** Problem statement **
Search the data for "turner". Each line containing it is to be copied.

** Data extracts **

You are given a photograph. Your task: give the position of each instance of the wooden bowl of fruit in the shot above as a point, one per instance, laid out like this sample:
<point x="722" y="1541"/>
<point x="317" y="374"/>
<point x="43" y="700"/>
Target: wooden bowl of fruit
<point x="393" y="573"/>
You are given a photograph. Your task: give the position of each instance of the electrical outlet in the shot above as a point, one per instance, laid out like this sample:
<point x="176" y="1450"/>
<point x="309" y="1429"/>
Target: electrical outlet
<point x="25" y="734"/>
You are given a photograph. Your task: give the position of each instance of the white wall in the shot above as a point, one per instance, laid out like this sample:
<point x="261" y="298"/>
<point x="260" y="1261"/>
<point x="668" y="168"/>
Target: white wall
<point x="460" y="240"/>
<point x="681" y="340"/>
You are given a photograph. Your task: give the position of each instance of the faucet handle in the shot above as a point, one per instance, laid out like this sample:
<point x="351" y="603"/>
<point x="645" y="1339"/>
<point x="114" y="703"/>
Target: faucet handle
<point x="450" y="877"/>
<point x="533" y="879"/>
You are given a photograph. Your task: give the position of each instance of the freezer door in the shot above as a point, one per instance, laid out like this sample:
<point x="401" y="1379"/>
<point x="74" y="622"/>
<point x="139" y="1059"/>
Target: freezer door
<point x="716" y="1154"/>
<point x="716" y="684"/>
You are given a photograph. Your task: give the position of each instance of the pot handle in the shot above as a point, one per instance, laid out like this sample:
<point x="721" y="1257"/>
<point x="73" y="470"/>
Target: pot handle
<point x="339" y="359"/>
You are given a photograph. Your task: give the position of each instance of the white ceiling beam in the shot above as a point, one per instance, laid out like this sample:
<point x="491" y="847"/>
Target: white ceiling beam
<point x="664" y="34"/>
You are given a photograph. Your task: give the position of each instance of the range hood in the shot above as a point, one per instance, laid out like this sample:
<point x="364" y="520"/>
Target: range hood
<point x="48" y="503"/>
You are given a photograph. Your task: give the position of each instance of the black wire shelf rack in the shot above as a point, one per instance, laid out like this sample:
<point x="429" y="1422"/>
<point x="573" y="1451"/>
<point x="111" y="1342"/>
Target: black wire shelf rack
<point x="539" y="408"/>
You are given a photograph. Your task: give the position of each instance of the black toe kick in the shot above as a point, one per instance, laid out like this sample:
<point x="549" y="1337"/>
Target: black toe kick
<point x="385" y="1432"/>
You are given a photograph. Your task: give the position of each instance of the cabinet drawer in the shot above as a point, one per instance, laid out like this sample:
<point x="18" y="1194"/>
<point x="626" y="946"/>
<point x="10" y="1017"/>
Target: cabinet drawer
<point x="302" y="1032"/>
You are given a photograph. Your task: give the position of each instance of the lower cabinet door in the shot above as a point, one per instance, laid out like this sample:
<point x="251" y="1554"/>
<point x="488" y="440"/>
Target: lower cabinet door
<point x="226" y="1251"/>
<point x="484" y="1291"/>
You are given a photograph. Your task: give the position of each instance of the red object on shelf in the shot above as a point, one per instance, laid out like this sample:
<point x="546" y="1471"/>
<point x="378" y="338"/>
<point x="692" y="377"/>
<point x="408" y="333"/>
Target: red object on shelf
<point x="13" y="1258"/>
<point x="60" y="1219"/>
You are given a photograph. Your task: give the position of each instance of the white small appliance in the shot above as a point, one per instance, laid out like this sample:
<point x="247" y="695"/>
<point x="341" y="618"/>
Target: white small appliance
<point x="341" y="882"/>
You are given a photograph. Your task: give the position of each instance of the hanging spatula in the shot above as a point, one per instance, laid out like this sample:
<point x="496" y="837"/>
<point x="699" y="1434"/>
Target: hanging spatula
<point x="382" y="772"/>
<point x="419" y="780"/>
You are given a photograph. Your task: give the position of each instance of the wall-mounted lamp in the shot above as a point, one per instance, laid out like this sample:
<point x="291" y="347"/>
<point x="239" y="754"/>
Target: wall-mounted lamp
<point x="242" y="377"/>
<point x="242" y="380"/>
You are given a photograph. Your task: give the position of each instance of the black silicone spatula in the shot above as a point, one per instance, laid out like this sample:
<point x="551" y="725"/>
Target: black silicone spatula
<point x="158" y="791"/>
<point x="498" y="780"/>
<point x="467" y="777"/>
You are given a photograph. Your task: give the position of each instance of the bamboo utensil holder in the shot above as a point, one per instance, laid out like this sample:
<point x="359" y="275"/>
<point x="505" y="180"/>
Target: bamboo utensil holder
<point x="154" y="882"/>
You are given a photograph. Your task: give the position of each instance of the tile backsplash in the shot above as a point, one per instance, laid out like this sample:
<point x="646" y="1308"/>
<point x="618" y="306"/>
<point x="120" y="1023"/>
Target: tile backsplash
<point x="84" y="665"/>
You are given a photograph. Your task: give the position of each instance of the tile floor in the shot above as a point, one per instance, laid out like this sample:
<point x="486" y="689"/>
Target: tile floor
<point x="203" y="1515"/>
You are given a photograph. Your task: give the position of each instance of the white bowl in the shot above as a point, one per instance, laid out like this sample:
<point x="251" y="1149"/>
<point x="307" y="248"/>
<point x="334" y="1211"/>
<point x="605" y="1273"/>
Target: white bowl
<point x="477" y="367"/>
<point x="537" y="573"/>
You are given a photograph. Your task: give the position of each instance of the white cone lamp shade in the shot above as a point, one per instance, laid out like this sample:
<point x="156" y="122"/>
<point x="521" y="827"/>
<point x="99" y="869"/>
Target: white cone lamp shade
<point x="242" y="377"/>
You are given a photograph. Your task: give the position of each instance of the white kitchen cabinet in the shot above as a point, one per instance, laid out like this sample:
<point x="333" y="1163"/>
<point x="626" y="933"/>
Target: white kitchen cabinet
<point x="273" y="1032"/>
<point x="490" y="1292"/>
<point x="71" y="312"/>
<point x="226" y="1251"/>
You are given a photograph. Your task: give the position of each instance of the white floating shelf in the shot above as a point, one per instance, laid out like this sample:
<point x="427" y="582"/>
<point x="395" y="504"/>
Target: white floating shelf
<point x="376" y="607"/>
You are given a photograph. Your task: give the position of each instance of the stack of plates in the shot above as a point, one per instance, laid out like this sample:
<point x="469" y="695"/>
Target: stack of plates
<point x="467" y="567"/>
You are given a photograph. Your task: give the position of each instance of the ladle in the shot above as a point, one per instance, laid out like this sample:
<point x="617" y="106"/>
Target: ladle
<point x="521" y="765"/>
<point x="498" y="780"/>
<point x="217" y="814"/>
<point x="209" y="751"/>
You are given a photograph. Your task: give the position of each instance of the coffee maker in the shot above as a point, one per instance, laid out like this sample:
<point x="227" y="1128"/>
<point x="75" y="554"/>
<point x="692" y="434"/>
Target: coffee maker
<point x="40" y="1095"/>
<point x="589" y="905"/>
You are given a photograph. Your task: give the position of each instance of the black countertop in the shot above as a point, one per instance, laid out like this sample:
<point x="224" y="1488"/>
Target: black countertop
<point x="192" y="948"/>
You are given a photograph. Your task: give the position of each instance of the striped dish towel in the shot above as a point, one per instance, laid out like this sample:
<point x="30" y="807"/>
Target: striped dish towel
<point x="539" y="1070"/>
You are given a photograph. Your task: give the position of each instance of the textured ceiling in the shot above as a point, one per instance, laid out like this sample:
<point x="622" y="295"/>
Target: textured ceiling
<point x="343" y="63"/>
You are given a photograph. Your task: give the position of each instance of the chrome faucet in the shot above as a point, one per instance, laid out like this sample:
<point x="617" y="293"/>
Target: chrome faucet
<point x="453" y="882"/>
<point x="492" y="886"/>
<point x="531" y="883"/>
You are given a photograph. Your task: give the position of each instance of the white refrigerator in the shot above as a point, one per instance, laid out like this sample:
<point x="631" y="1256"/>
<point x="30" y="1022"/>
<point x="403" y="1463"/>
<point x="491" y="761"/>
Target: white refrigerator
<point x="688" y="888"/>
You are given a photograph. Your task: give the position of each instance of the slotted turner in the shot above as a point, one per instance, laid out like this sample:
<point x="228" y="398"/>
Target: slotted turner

** Exercise response **
You are given a photograph. Your task: give the position of each instance of the slotted turner in the shot above as a point, one per instance, laid out like this sample:
Target: slotted turner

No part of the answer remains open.